_Instructions for the task:_
Locate the line containing "point: white suv ->" in the material below; repeat it and every line after it, exactly as written.

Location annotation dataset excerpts

:::::

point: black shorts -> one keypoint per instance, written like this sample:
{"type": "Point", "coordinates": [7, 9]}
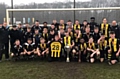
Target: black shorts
{"type": "Point", "coordinates": [113, 57]}
{"type": "Point", "coordinates": [89, 52]}
{"type": "Point", "coordinates": [102, 53]}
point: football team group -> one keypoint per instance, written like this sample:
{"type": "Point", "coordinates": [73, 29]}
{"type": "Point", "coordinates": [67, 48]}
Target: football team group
{"type": "Point", "coordinates": [82, 42]}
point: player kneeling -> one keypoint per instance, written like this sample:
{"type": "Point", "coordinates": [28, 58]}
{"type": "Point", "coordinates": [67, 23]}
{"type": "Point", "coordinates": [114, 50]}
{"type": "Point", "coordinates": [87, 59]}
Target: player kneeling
{"type": "Point", "coordinates": [17, 50]}
{"type": "Point", "coordinates": [55, 49]}
{"type": "Point", "coordinates": [42, 48]}
{"type": "Point", "coordinates": [113, 50]}
{"type": "Point", "coordinates": [92, 50]}
{"type": "Point", "coordinates": [82, 46]}
{"type": "Point", "coordinates": [29, 49]}
{"type": "Point", "coordinates": [68, 46]}
{"type": "Point", "coordinates": [102, 47]}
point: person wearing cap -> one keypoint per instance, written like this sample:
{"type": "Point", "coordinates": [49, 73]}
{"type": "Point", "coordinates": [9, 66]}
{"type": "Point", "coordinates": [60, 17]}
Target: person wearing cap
{"type": "Point", "coordinates": [14, 35]}
{"type": "Point", "coordinates": [105, 28]}
{"type": "Point", "coordinates": [93, 24]}
{"type": "Point", "coordinates": [113, 50]}
{"type": "Point", "coordinates": [102, 42]}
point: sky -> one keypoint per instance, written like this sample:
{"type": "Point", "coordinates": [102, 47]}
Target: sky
{"type": "Point", "coordinates": [17, 2]}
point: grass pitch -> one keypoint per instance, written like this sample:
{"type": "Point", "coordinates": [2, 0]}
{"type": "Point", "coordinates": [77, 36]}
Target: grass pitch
{"type": "Point", "coordinates": [57, 70]}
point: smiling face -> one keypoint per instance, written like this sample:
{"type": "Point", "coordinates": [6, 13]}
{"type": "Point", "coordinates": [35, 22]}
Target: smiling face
{"type": "Point", "coordinates": [91, 40]}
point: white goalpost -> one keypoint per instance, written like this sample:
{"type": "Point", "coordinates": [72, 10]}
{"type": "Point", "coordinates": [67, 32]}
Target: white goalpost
{"type": "Point", "coordinates": [60, 9]}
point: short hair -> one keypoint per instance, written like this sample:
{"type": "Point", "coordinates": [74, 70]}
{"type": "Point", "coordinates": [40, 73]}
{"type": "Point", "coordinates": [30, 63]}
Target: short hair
{"type": "Point", "coordinates": [60, 25]}
{"type": "Point", "coordinates": [84, 20]}
{"type": "Point", "coordinates": [92, 18]}
{"type": "Point", "coordinates": [17, 40]}
{"type": "Point", "coordinates": [28, 27]}
{"type": "Point", "coordinates": [52, 24]}
{"type": "Point", "coordinates": [42, 38]}
{"type": "Point", "coordinates": [37, 21]}
{"type": "Point", "coordinates": [112, 32]}
{"type": "Point", "coordinates": [69, 21]}
{"type": "Point", "coordinates": [96, 28]}
{"type": "Point", "coordinates": [29, 39]}
{"type": "Point", "coordinates": [14, 26]}
{"type": "Point", "coordinates": [44, 22]}
{"type": "Point", "coordinates": [51, 30]}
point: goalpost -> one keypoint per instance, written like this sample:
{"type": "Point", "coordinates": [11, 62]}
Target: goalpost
{"type": "Point", "coordinates": [58, 9]}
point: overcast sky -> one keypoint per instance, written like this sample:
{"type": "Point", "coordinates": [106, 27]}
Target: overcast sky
{"type": "Point", "coordinates": [17, 2]}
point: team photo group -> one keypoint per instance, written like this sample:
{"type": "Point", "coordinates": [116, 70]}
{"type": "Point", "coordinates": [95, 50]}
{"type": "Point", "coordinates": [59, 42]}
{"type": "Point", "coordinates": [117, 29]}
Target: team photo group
{"type": "Point", "coordinates": [71, 42]}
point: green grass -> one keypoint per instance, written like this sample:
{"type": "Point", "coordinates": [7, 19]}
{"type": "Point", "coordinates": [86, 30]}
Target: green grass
{"type": "Point", "coordinates": [57, 70]}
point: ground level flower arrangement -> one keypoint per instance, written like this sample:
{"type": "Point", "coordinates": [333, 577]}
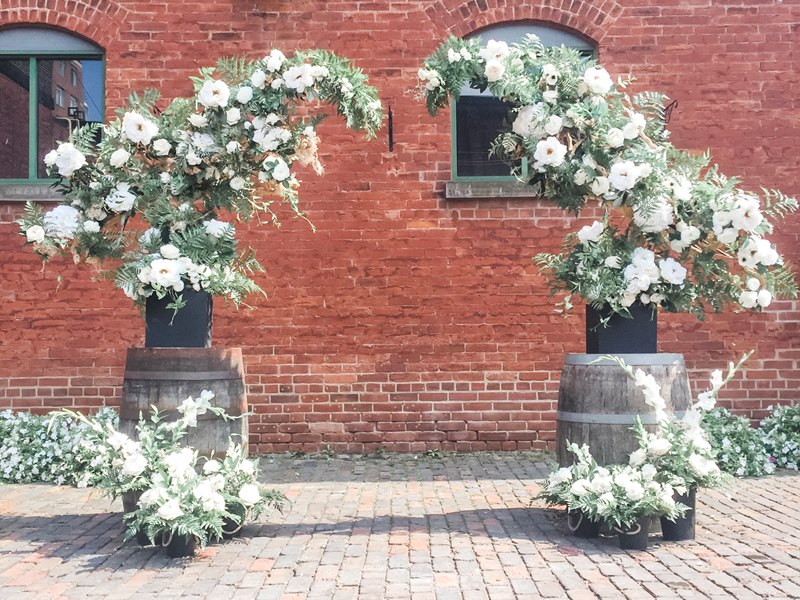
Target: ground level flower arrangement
{"type": "Point", "coordinates": [675, 233]}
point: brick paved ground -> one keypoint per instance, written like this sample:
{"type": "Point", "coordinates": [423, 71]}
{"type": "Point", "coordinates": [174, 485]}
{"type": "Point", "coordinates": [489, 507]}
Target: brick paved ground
{"type": "Point", "coordinates": [406, 528]}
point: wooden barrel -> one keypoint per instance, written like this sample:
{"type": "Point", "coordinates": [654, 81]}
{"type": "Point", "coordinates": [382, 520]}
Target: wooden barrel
{"type": "Point", "coordinates": [598, 402]}
{"type": "Point", "coordinates": [165, 377]}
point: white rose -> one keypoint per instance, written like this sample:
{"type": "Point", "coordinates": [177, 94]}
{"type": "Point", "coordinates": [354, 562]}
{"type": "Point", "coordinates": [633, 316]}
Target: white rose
{"type": "Point", "coordinates": [138, 129]}
{"type": "Point", "coordinates": [119, 157]}
{"type": "Point", "coordinates": [62, 222]}
{"type": "Point", "coordinates": [162, 147]}
{"type": "Point", "coordinates": [494, 70]}
{"type": "Point", "coordinates": [134, 465]}
{"type": "Point", "coordinates": [244, 95]}
{"type": "Point", "coordinates": [35, 234]}
{"type": "Point", "coordinates": [550, 152]}
{"type": "Point", "coordinates": [233, 116]}
{"type": "Point", "coordinates": [614, 137]}
{"type": "Point", "coordinates": [249, 494]}
{"type": "Point", "coordinates": [214, 94]}
{"type": "Point", "coordinates": [170, 510]}
{"type": "Point", "coordinates": [600, 186]}
{"type": "Point", "coordinates": [598, 80]}
{"type": "Point", "coordinates": [591, 233]}
{"type": "Point", "coordinates": [553, 125]}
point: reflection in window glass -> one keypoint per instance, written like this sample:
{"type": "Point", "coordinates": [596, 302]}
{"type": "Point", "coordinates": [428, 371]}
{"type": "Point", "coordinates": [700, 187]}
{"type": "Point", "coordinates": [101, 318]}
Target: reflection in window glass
{"type": "Point", "coordinates": [14, 143]}
{"type": "Point", "coordinates": [85, 101]}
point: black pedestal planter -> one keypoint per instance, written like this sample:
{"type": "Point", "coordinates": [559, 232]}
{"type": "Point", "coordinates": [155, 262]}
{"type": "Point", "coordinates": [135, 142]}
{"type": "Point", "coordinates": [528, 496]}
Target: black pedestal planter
{"type": "Point", "coordinates": [681, 528]}
{"type": "Point", "coordinates": [622, 335]}
{"type": "Point", "coordinates": [190, 327]}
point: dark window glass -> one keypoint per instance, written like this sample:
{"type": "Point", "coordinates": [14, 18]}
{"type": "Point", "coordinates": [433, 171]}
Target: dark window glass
{"type": "Point", "coordinates": [14, 143]}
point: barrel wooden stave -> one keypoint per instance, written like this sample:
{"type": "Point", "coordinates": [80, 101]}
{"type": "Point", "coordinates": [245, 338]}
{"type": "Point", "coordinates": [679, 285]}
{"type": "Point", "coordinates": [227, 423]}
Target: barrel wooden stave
{"type": "Point", "coordinates": [165, 377]}
{"type": "Point", "coordinates": [590, 393]}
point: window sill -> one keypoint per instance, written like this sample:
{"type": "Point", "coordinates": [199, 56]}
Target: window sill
{"type": "Point", "coordinates": [464, 190]}
{"type": "Point", "coordinates": [23, 192]}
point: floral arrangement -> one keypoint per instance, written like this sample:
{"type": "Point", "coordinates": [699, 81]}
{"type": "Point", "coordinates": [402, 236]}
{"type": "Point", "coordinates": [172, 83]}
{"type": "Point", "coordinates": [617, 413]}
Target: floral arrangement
{"type": "Point", "coordinates": [619, 494]}
{"type": "Point", "coordinates": [50, 448]}
{"type": "Point", "coordinates": [781, 432]}
{"type": "Point", "coordinates": [158, 191]}
{"type": "Point", "coordinates": [739, 448]}
{"type": "Point", "coordinates": [675, 232]}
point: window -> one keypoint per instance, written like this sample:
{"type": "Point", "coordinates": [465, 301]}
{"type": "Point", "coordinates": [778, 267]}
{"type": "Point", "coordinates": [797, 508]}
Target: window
{"type": "Point", "coordinates": [33, 85]}
{"type": "Point", "coordinates": [478, 117]}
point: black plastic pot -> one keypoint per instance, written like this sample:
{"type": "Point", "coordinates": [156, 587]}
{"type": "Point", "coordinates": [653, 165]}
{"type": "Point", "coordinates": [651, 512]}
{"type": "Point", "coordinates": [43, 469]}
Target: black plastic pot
{"type": "Point", "coordinates": [180, 546]}
{"type": "Point", "coordinates": [635, 537]}
{"type": "Point", "coordinates": [622, 335]}
{"type": "Point", "coordinates": [581, 526]}
{"type": "Point", "coordinates": [681, 528]}
{"type": "Point", "coordinates": [190, 327]}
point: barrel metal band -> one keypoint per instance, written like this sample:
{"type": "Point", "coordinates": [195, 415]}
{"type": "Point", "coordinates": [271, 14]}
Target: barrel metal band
{"type": "Point", "coordinates": [610, 418]}
{"type": "Point", "coordinates": [181, 375]}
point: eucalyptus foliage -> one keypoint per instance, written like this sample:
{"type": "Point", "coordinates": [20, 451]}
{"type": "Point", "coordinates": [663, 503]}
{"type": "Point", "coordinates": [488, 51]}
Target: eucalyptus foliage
{"type": "Point", "coordinates": [159, 193]}
{"type": "Point", "coordinates": [675, 232]}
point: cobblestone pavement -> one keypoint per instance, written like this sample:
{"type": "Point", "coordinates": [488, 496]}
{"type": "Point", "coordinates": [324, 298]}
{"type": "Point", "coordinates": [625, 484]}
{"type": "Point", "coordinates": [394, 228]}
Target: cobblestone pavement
{"type": "Point", "coordinates": [404, 527]}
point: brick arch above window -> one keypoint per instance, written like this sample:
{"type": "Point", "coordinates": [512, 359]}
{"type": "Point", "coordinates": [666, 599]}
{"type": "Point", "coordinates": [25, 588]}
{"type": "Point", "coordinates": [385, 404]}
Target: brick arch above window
{"type": "Point", "coordinates": [591, 19]}
{"type": "Point", "coordinates": [97, 20]}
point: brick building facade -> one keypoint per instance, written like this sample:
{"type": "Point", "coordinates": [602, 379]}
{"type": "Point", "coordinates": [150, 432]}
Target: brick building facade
{"type": "Point", "coordinates": [410, 320]}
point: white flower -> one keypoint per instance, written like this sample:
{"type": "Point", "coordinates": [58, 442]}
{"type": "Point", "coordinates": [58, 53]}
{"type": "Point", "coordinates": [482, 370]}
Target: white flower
{"type": "Point", "coordinates": [34, 234]}
{"type": "Point", "coordinates": [214, 94]}
{"type": "Point", "coordinates": [764, 298]}
{"type": "Point", "coordinates": [138, 129]}
{"type": "Point", "coordinates": [233, 115]}
{"type": "Point", "coordinates": [211, 466]}
{"type": "Point", "coordinates": [134, 465]}
{"type": "Point", "coordinates": [634, 127]}
{"type": "Point", "coordinates": [553, 125]}
{"type": "Point", "coordinates": [591, 233]}
{"type": "Point", "coordinates": [598, 80]}
{"type": "Point", "coordinates": [216, 228]}
{"type": "Point", "coordinates": [198, 120]}
{"type": "Point", "coordinates": [672, 271]}
{"type": "Point", "coordinates": [169, 251]}
{"type": "Point", "coordinates": [68, 159]}
{"type": "Point", "coordinates": [258, 78]}
{"type": "Point", "coordinates": [494, 70]}
{"type": "Point", "coordinates": [624, 175]}
{"type": "Point", "coordinates": [550, 152]}
{"type": "Point", "coordinates": [244, 95]}
{"type": "Point", "coordinates": [162, 147]}
{"type": "Point", "coordinates": [170, 510]}
{"type": "Point", "coordinates": [62, 222]}
{"type": "Point", "coordinates": [494, 50]}
{"type": "Point", "coordinates": [550, 96]}
{"type": "Point", "coordinates": [119, 157]}
{"type": "Point", "coordinates": [275, 60]}
{"type": "Point", "coordinates": [167, 273]}
{"type": "Point", "coordinates": [120, 199]}
{"type": "Point", "coordinates": [614, 137]}
{"type": "Point", "coordinates": [658, 446]}
{"type": "Point", "coordinates": [249, 494]}
{"type": "Point", "coordinates": [600, 186]}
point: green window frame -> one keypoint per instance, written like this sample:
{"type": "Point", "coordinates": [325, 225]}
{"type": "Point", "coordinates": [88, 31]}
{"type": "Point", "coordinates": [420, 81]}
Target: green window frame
{"type": "Point", "coordinates": [37, 44]}
{"type": "Point", "coordinates": [510, 33]}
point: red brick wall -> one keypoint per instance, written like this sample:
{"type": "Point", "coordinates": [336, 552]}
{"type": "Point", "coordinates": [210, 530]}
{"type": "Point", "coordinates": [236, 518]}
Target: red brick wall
{"type": "Point", "coordinates": [410, 321]}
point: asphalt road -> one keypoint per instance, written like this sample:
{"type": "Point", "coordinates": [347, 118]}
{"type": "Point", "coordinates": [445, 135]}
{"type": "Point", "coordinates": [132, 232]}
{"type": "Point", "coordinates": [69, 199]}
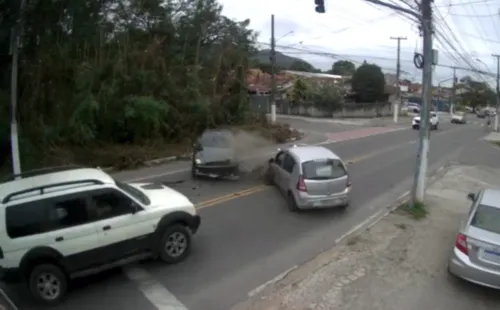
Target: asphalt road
{"type": "Point", "coordinates": [246, 240]}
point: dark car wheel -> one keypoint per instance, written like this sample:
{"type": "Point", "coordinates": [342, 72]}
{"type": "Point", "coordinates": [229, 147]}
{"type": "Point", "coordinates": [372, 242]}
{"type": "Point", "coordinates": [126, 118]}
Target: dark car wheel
{"type": "Point", "coordinates": [194, 175]}
{"type": "Point", "coordinates": [47, 284]}
{"type": "Point", "coordinates": [291, 203]}
{"type": "Point", "coordinates": [268, 176]}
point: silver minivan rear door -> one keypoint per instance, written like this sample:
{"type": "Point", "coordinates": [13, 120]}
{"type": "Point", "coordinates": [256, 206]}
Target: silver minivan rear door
{"type": "Point", "coordinates": [324, 176]}
{"type": "Point", "coordinates": [483, 237]}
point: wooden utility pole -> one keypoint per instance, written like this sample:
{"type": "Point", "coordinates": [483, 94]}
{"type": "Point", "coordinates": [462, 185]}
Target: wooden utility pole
{"type": "Point", "coordinates": [273, 72]}
{"type": "Point", "coordinates": [498, 92]}
{"type": "Point", "coordinates": [453, 91]}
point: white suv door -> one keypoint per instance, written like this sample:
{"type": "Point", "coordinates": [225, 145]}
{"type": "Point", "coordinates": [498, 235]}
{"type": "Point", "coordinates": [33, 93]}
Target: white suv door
{"type": "Point", "coordinates": [62, 223]}
{"type": "Point", "coordinates": [124, 227]}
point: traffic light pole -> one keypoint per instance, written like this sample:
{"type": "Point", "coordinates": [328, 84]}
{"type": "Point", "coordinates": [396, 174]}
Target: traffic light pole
{"type": "Point", "coordinates": [454, 92]}
{"type": "Point", "coordinates": [273, 72]}
{"type": "Point", "coordinates": [425, 18]}
{"type": "Point", "coordinates": [397, 105]}
{"type": "Point", "coordinates": [498, 91]}
{"type": "Point", "coordinates": [14, 49]}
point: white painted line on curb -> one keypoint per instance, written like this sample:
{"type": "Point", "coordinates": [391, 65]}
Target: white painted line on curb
{"type": "Point", "coordinates": [359, 226]}
{"type": "Point", "coordinates": [156, 293]}
{"type": "Point", "coordinates": [278, 278]}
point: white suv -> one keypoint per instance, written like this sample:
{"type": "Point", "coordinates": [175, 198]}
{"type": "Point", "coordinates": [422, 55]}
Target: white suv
{"type": "Point", "coordinates": [433, 121]}
{"type": "Point", "coordinates": [66, 223]}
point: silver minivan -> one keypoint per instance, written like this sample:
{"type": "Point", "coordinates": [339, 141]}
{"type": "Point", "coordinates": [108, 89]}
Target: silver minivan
{"type": "Point", "coordinates": [476, 254]}
{"type": "Point", "coordinates": [310, 177]}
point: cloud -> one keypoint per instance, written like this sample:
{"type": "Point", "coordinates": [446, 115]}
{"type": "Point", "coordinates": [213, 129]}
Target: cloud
{"type": "Point", "coordinates": [466, 30]}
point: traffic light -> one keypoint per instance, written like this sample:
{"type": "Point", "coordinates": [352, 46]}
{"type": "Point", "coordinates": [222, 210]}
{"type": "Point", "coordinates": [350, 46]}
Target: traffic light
{"type": "Point", "coordinates": [320, 6]}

:::::

_Solution to this problem:_
point: white suv -> one keypoint per instance, written like this sample:
{"type": "Point", "coordinates": [175, 198]}
{"type": "Point", "coordinates": [422, 55]}
Target: white suv
{"type": "Point", "coordinates": [433, 121]}
{"type": "Point", "coordinates": [66, 223]}
point: silver minivan -> one keypoint per instance, written like this sample:
{"type": "Point", "coordinates": [339, 141]}
{"type": "Point", "coordinates": [108, 89]}
Target: silver minivan
{"type": "Point", "coordinates": [476, 254]}
{"type": "Point", "coordinates": [310, 177]}
point: cloud -> one keypoint per instance, written like this sample:
{"type": "Point", "coordinates": [446, 115]}
{"type": "Point", "coordinates": [213, 129]}
Target: cloud
{"type": "Point", "coordinates": [466, 30]}
point: traffic light -> one keypoint per instance, written like this sample:
{"type": "Point", "coordinates": [352, 46]}
{"type": "Point", "coordinates": [222, 210]}
{"type": "Point", "coordinates": [350, 46]}
Target: traffic light
{"type": "Point", "coordinates": [320, 6]}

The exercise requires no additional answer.